Selected text ->
---+---

Humans can develop a genetic adaptation for diving

For over 1000 years, the Bajau people – a group indigenous to parts of Indonesia – have collected their food by free diving with spears. They are famous throughout the region for their incredible breath-holding abilities, which allow them to free dive to depths up to 70 meters. How can they pull off these extraordinary dives? New research published in the journal Cell has found evidence that this group has genetically adapted to diving, a scientific first.

Scientists had previously hypothesized that our spleens play an integral role in the ability of some humans to free dive for extended periods of time, but until now, the relationship between spleen size and dive capacity has never been studied on a genetic level. The findings of this research suggest that the Bajau have genetically enlarged spleens, which allow them to free dive for so long and at such great depths.

But how does the spleen help someone hold their breath under water? Scientists have known that the spleen plays an important role in free diving, as it forms part of the human dive response. When the human body is submerged under cold water, a response is triggered in order to help the individual survive in this oxygen-deprived environment. The heart rate slows, blood vessels in extremities shrink to save blood for vital organs, and the spleen contracts. This contraction generates an oxygen boost by ejecting red blood cells into circulation – corresponding in as much as a 9 percent increase in oxygen.

“There’s not a lot of information out there about human spleens in terms of physiology and genetics,” says Melissa Ilardo, the first author of the paper. “But we know that deep diving seals, like the Weddell seal, have disproportionately large spleens. I thought that if selection acted on the seals to give them larger spleens, it could potentially do the same in humans.”

Ilardo spent several months in Indonesia, taking genetic samples and performing ultrasound scans of spleens from the Bajau people as well as their land-dwelling neighbors, the Saluan. The results showed that the Bajua have a median spleen size 50 percent larger than the Saluan – a difference visible in non-diving Bajua individuals as well as those who regularly free dive. This finding eliminated the possibility that larger spleens were a more short-term response to diving. Further analysis of the Bajau’s genetic data at the University of Copenhagen discovered that members of this group have a gene called PDE10A, which the Saluan lacked. The researchers believe that the PDE10A gene controls the levels of thyroid hormone T4.

“It’s been shown in mice that thyroid hormones and spleen size are connected,” says Ilardo. “If you genetically alter mice to have an absence of the thyroid hormone T4, their spleen size is drastically reduced, but this effect is actually reversible with an injection of T4.”

This discovery marks the first time that a genetic adaptation to diving has been found in humans. The study also has implications for medical research, as the human dive response simulates the conditions of acute hypoxia – where body tissue experiences a rapid depletion of oxygen. Acute hypoxia is the leading cause of complications in emergency care. Moving forward, this study may lead to a solution that remedies this condition.

It will help us make the link between the genetics and the physiological response to acute hypoxia,” says Dr. Rasmus Nielsen, who holds dual positions at the University of Copenhagen and the University of California, Berkeley. “It’s a hypoxia experiment that nature has made for us and allows us to study humans in a way that we can’t in a laboratory.”

---+---

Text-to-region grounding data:
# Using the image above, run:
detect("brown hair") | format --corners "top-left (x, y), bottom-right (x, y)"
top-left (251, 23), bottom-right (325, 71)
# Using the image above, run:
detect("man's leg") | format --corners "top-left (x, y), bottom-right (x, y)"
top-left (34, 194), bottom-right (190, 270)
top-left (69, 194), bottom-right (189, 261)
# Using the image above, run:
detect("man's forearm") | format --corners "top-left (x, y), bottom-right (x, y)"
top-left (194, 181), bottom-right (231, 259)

---+---

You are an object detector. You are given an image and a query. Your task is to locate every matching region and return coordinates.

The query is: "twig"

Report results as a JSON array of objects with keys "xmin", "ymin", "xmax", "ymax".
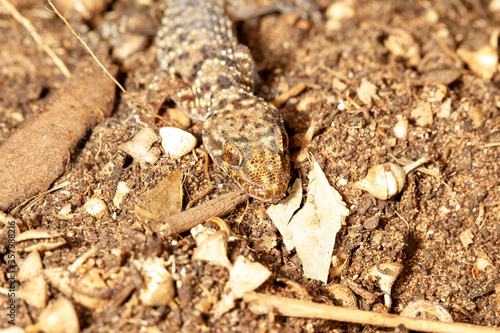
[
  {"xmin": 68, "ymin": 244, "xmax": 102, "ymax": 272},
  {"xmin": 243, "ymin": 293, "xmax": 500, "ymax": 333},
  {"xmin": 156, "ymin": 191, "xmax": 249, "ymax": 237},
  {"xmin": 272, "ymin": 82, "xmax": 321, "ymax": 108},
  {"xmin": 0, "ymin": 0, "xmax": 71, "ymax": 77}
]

---+---

Task to complete -> Please extract everything in the article on Bajau diving from "Scientists had previously" down to "such great depths.". The material has no connection to the text.

Output for this task ->
Scientists had previously hypothesized that our spleens play an integral role in the ability of some humans to free dive for extended periods of time, but until now, the relationship between spleen size and dive capacity has never been studied on a genetic level. The findings of this research suggest that the Bajau have genetically enlarged spleens, which allow them to free dive for so long and at such great depths.